Excerpts of pointing data
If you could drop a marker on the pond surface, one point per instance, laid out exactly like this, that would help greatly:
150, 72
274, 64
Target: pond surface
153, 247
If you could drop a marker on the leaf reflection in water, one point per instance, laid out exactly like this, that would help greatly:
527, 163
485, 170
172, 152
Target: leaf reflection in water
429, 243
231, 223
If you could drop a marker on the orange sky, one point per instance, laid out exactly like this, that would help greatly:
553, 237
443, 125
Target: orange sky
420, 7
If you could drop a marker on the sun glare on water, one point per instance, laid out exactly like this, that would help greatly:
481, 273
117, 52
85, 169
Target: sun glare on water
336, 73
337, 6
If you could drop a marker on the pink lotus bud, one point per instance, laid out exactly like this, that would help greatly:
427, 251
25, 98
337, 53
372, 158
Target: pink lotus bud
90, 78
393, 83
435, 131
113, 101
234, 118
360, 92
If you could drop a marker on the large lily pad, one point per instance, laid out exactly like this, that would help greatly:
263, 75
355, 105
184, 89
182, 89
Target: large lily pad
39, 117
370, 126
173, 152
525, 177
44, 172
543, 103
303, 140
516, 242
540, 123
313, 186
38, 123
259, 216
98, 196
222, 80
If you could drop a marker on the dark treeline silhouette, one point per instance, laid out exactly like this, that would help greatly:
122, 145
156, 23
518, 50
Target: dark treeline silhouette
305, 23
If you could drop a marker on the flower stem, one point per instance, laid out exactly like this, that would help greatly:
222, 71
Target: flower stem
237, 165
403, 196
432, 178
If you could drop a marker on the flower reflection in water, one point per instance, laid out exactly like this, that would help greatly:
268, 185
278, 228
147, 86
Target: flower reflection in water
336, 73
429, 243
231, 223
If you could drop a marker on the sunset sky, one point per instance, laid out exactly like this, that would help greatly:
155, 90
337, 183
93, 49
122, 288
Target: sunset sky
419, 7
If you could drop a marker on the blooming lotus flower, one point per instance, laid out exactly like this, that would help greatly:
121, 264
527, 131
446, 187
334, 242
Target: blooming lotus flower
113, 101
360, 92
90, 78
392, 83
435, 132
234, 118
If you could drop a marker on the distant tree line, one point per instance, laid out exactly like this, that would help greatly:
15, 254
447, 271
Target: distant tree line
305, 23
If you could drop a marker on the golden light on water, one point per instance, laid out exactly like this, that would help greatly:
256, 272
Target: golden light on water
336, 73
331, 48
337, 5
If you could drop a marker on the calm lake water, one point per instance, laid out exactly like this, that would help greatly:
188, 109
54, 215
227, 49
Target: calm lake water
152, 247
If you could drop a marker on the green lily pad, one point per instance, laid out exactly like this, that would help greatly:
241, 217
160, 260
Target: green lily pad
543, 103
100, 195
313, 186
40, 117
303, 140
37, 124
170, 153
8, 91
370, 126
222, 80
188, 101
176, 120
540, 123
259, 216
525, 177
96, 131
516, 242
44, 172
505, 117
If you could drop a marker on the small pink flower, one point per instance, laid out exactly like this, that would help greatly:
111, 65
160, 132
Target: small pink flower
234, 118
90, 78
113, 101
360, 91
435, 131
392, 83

> **AIM**:
Copy out the lines of every row above without any changes.

> **FULL SOLUTION**:
If you could drop a marker on the pond surface, one point per instance, laid out exactly like this, that would help greatly:
150, 72
274, 64
Target: pond surface
153, 247
If you could drop a marker on the leaf reflection in water, one point per instance, laid out exactly like this, that would help greatly:
527, 163
485, 170
172, 152
Target: leaf reflection in water
429, 243
231, 223
If you could drop a marker on the orange sky, one point per instance, laid out exactly like this, that would help greatly:
553, 237
443, 125
Target: orange sky
420, 7
If you could drop a marker on the sun glare on water, one point per instance, laid out exactly like this, that would help greatly:
481, 273
117, 52
85, 169
Target: sun glare on water
336, 73
337, 6
If you could drop a marker on the pink lotus bud, one point per instance, laid out exactly like this, that would help greatly:
427, 251
25, 98
337, 53
372, 158
Target: pink lotus bud
90, 78
393, 83
435, 131
113, 101
234, 118
360, 92
If you could drop a marker on the large lily pad, one point per instance, laid out exactly like this, that would help greatly:
263, 75
355, 105
184, 89
182, 89
Target: large lily pad
39, 117
370, 126
173, 152
525, 177
44, 172
543, 103
303, 140
516, 242
540, 123
313, 186
38, 123
259, 216
98, 196
222, 80
If you could drop a marker on the dark treeline silhouette, one point per instance, laid out exactly like this, that would help greatly:
122, 145
156, 23
518, 50
Target: dark treeline silhouette
305, 23
If you could drop a marker on the flower stem, one point per instance, laid out exactly like this, that would help greatly:
222, 71
Target: flower stem
237, 165
403, 196
432, 178
If you could drop a marker on the flower reflection in water, one point per instance, laid out exactly like this, that would help greatly:
268, 185
278, 228
147, 86
Target: flower reflection in water
336, 73
429, 243
231, 223
If you could drop a marker on the sunset sky, one point per instance, laid out exactly like this, that would help greatly:
155, 90
337, 183
93, 49
122, 288
Target: sunset sky
419, 7
If you could drop a marker on the blooming lotus flower, one point per instance, laid out exactly like this, that would help greatly:
121, 264
527, 131
446, 187
334, 242
Target: blooming lotus flower
113, 101
360, 92
90, 78
392, 83
435, 132
234, 118
If you could drop a marker on the distant tree line, one point per instance, laid out exactly like this, that would help greatly:
15, 254
447, 271
Target: distant tree line
305, 23
If you could drop a marker on the golden light on water, one point per instance, laid out exactly like this, that would help greatly:
256, 272
Target: golden light on water
336, 73
331, 48
337, 5
If you could drop a marker on the calm lake water, one point per instance, laid out exactly like this, that would help greatly:
188, 109
54, 215
227, 49
Target: calm lake water
152, 247
If you could drop a marker on the green lily pad, one point per instance, laid out exactly like this, that would help greatly:
241, 217
160, 260
Target: green lily pad
543, 103
100, 195
313, 186
40, 117
303, 140
37, 124
170, 153
8, 91
370, 126
222, 80
188, 101
176, 120
540, 123
259, 216
525, 177
96, 131
516, 242
44, 172
505, 117
If you could drop a marker on the small pink flower, one point per instance, laid out exactly like this, that would help greatly:
111, 65
160, 132
Target: small pink flower
234, 118
90, 78
113, 101
360, 91
435, 131
392, 83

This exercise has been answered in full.